Tuesday, March 24, 2009

I'm thinking I should take that volume back up off the shelf...


So here I am. 12:01 a.m. and all I can think about is the fact that I'm leaving California once and for all, in 6 days. SIX.

Of course "I'll be back", but the mere reality that I'm hanging up my hat on this place is unreal. If I could sum up what I went through nearly six years ago to get my 19 year old self out here in a a few paragraphs, I would. But I think it would take the smaller part of a book. A lot of tears, sacrifice, turmoil, which led to smiles, new friends, new "family," and a new life. And here I am, about to embark on yet a new beginning and sacrifice over again...and I'm sort of in the same place at 26 that I was at 19, preparing to leave behind all I knew for unfamiliar territory.

At 26 I'm currently unemployed in this totally awesome economy and job market (thank you former President Bush), with nothing but a little hope in my wallet. I found my apartment in about 24 hours, leaving behind friends and the only family I've known the past two and a half years which has been Lisa, my roommate and best friend. And moving away to start a new life with someone I love. All of these things match verbatim what I was doing/leaving then. Crazy how life mirrors itself.

As much as I want to pretend I'm completely prepared for this, I'm not. It's an adventure by every definition of the word and anything could happen. I'm excited for a new start and a new chapter in life's novel. But there is a part of me that is absolutely terrified. But even though that's true, I know I will get through it and come out on top. I always do. All I need is a little time and a couple of folks willing to take a chance.

But I'm going to miss this view and the feeling I have standing on the balcony off of my bedroom...

Friday, March 13, 2009

Onward and Upward


I love writing. And for some it's an outlet when they're upset or angry. But these days people are blogging about anything and everything, and some even make a living off of it. I'm not trying to make money, but I'm no different. Sometimes I write as a muse but most of the time I just want a way to be heard when I have something to share or say. I've had a blog since I was 18 years old. At first it was more of a "Dear Diary," type of thing, later turning into small pieces of writing I had worked on for cause & effect. I'll leave that blog where it is. This one is different. Blogs are everwhere -all things blog. This is just that. A fresh start and a blog of all things Afton.

....

Given exercise A:
List everything that, according to the blog text, the tears, sacrifice, and turmoil of nearly six years ago led to.
Given exercise B:
Reproduce the blog text word for word, starting with "I'm thinking I" and going on through "6 days. SIX.".
Given exercise C:
Continue the blog text from the point where it stops.

Information provided:
....

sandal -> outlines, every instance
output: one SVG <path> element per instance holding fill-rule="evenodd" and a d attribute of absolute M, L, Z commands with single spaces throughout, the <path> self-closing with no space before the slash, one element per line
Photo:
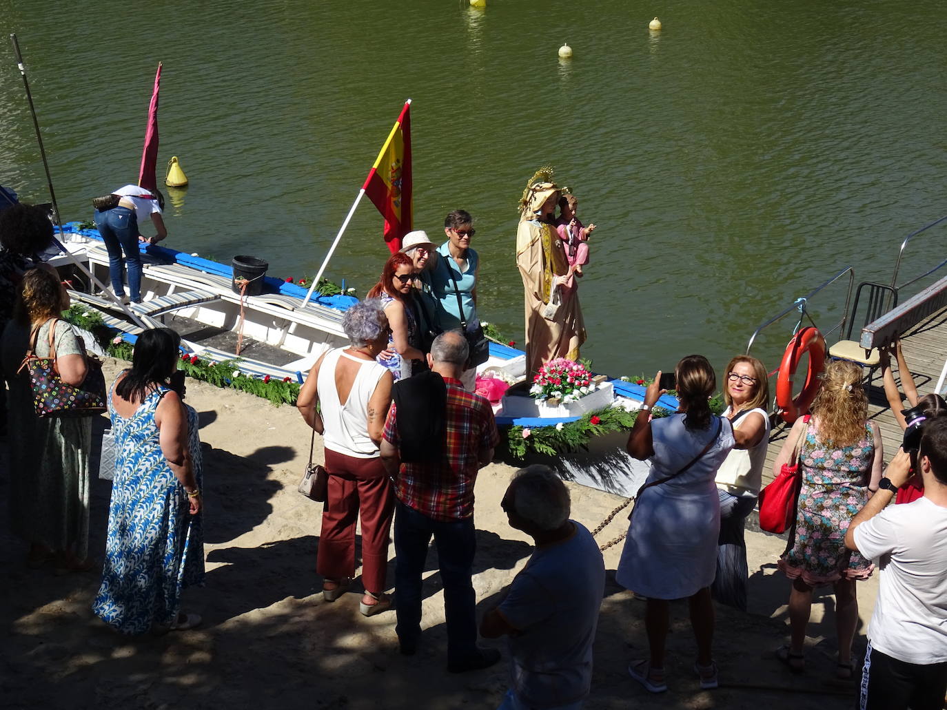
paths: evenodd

....

Task output A:
- smiles
- new friends
- new "family"
- a new life

Task output B:
I'm thinking I should take that volume back up off the shelf...


So here I am. 12:01 a.m. and all I can think about is the fact that I'm leaving California once and for all, in 6 days. SIX.

Task output C:
Growing up in St. Louis, I moved to Orange County, California (Huntington Beach) in 2003. From there I moved to Los Angeles and have now been here for about 5 years. These last five tally marks on my calendar have been all about discovery. Along the normal time path of love found/love lost, good times, and tragedies, I've learned to be an adult. To take care of myself. To have a voice and speak up and give my opinion. One of the things I haven't quite realized is what exactly it is I want to do, but I can tell you some of the things I want to do along the way.

One of those things is photography. Since I was a kid I've been obsessed with photos. Looking at them. Caputuring them. I use to steal old black and white photos from my grandma and carry them in my pocket. I learned the basics of film photography in high school and later digital photography on my own - (it's not that difficult). Now I have the tools and equipment to really make something of it. More of that will come in time once I have moved and things have settled down.

In two weeks I'm picking up my life once again and moving to Chicago, Illinois. The windy city will hopefully bring more smiles, friendlier people, and just one tank fill up away from my family. I have to be out of my apartment in two and a half weeks and as of this moment do not have a place to live yet in Chicago or a job. But boxes are being packed and plans are being made.

I have all I feel I need: a solid soul and the blood I bleed.



Onward and Upward.

(Thanks to Shabbyblogs.com for my fancy background)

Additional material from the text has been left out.